- _Written problem A_:
Decide whether each statement below agrees with the Jumia stock analysis that follows. Answer yes or no for each, and quote the deciding words of the text.
(i) The company's at-the-market offering brought in $348.6 million in gross proceeds.
(ii) Uganda began taxing internet data at 12% in 2020.
(iii) Jumia's fourth-quarter loss was larger than its loss in the prior-year period.

- _Given text_:
• • • • •
Known as the ‘Amazon of Africa,’ Jumia Technologies AG’s (JMIA) stock hit a $69.89 all-time high on February 10, but it has lost 56.4 % over the past three months and 27.9% over the past month. It witnessed a decline in March due to a broader market rotation out of expensive growth stocks. However, the Germany-based company completed an ’at the market’ offering on March 30, which generated $348.6 million in gross proceeds. JMIA plans to use the funds for general corporate purposes.
The company’s revenue declined in the fourth quarter (ended December 31, 2020) even though more than 1.5 billion consumers visited its page during a Black Friday event held in November 2020. It had also partnered with established companies including Standard Chartered and Samsung, but this has not helped it generate significant revenues.
Given volatile markets in Africa currently, we think JMIA might need a significant time to recover its revenues.
Here’s what we think could shape JMIA’s performance in the near term:
Africa’s Infrastructure is Not Yet Conducive for Rapid E-Commerce Growth
There is broad agreement that there is huge, untapped potential in Africa with respect to growth of e-commerce. However, several operators have avoided the continent due to its poor infrastructure. Cases of internet shutdowns have also been rising in Africa. For example, Tanzania restricted access to the internet and social media applications during its elections in October 2020.
Furthermore, the cost of high-speed internet connectivity in Africa is high. To top that, Uganda introduced a 12% tax on internet data on April 30, 2021. JMIA has been impacted by several such measures taken by authorities in the past. For example, it had to close its operations in Cameroon, Tanzania and Rwanda in 2019 because they were not generating sufficient returns. Absent drastic changes, the company is expected to continue facing hurdles in Africa.
JIMA’s revenue declined 15.3% year-over-year to $50.78 million for its fiscal 2020 fourth quarter, ended December 31. JMIA attributes the decline to its transition to an asset light marketplace model. However, its orders also declined 2.6% year-over-year to 8.1 million in the quarter on the back of a 14% year-over-year decrease in digital services transactions on the JumiaPay app. Its GMV for the quarter came in at $281.01 million, down 21.1% year-over-year. Moreover, its loss for the period was $56.74 million compared to $77.69 million in the prior-year period.
In terms of forward EV/Sales, JMIA’s 11.34x is 567.1% higher than the1.70x industry average. In terms of forward P/S ratio, the stock’s 13.15x is 748.4% higher than the 1.55x industry average. Its forward price-to-book ratio of 19.14x is higher than the 3.87x industry average.
Consensus Price Target Indicates Downside
JMIA closed Friday’s trading session at $26.67 and Wall Street analysts expect the stock to hit $14.07 in the near term, which indicates a potential decline of 47.2%.
POWR Ratings Reflect Bleak Prospects
JMIA has an overall F rating, which equates to Strong Sell in our POWR Ratings system. The POWR Ratings are calculated by considering 118 different factors with each factor weighted to an optimal degree.
• • • • •
- _Dataset rows_:
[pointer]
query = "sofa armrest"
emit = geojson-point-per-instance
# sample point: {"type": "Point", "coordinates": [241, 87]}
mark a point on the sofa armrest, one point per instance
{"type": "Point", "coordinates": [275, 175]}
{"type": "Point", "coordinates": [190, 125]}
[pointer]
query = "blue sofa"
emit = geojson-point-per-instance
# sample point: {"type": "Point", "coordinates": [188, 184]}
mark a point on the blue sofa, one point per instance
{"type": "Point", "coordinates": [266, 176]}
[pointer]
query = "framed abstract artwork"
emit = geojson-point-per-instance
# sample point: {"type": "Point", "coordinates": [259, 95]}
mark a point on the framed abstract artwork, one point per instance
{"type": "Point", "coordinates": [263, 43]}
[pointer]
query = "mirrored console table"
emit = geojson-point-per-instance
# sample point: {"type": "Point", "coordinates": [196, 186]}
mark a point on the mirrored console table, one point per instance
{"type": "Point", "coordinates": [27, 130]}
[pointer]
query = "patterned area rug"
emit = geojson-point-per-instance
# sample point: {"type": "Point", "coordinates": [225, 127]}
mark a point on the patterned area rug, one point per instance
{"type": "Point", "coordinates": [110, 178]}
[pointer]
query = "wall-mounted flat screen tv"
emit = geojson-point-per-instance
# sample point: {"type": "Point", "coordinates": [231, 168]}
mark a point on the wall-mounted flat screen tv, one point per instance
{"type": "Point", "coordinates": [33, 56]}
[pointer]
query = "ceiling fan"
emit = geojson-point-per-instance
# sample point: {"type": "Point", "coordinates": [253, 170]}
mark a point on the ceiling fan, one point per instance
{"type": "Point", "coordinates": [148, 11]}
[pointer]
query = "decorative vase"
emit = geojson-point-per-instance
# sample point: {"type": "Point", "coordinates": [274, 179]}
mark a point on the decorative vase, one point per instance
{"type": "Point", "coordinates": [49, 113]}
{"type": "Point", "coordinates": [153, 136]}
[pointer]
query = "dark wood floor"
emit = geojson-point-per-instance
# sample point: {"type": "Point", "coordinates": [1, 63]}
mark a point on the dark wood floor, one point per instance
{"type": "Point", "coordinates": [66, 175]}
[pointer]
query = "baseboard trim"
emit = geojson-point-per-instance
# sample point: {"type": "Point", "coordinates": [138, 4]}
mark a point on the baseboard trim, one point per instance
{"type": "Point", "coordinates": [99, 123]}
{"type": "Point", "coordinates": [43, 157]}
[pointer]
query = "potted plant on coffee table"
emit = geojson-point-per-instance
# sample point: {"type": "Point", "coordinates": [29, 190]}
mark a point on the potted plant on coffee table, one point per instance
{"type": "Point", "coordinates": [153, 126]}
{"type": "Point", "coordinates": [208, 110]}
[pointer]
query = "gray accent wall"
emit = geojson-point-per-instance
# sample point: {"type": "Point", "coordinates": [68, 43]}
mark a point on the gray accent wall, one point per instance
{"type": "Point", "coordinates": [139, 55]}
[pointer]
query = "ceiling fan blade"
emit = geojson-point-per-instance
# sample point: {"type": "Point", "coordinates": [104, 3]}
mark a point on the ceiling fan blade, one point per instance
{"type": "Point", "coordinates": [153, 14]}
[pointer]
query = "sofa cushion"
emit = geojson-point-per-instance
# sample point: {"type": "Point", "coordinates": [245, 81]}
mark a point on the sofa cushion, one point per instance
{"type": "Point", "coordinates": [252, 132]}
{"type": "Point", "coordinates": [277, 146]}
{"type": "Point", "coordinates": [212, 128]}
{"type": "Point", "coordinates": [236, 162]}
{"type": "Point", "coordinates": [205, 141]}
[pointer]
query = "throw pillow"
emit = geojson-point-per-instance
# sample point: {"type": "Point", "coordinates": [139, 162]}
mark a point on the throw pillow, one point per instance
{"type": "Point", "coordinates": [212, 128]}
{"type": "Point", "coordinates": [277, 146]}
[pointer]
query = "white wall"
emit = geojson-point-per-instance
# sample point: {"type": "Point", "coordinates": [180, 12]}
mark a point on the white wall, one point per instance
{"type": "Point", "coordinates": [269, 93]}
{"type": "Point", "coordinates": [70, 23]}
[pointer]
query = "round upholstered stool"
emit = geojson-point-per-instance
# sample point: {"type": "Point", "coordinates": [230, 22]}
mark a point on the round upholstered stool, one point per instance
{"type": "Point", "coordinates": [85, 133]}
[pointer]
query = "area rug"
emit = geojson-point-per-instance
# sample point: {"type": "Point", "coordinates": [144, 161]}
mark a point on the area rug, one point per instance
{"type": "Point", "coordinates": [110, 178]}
• • • • •
- _Written problem B_: Count the lines of the records above that contain the string "pillow", treating case as significant, and reply with the number only.

- _Written answer A_:
(i) Yes: "which generated $348.6 million in gross proceeds"
(ii) No: "Uganda introduced a 12% tax on internet data on April 30, 2021"
(iii) No: "its loss for the period was $56.74 million compared to $77.69 million in the prior-year period"

- _Written answer B_: 2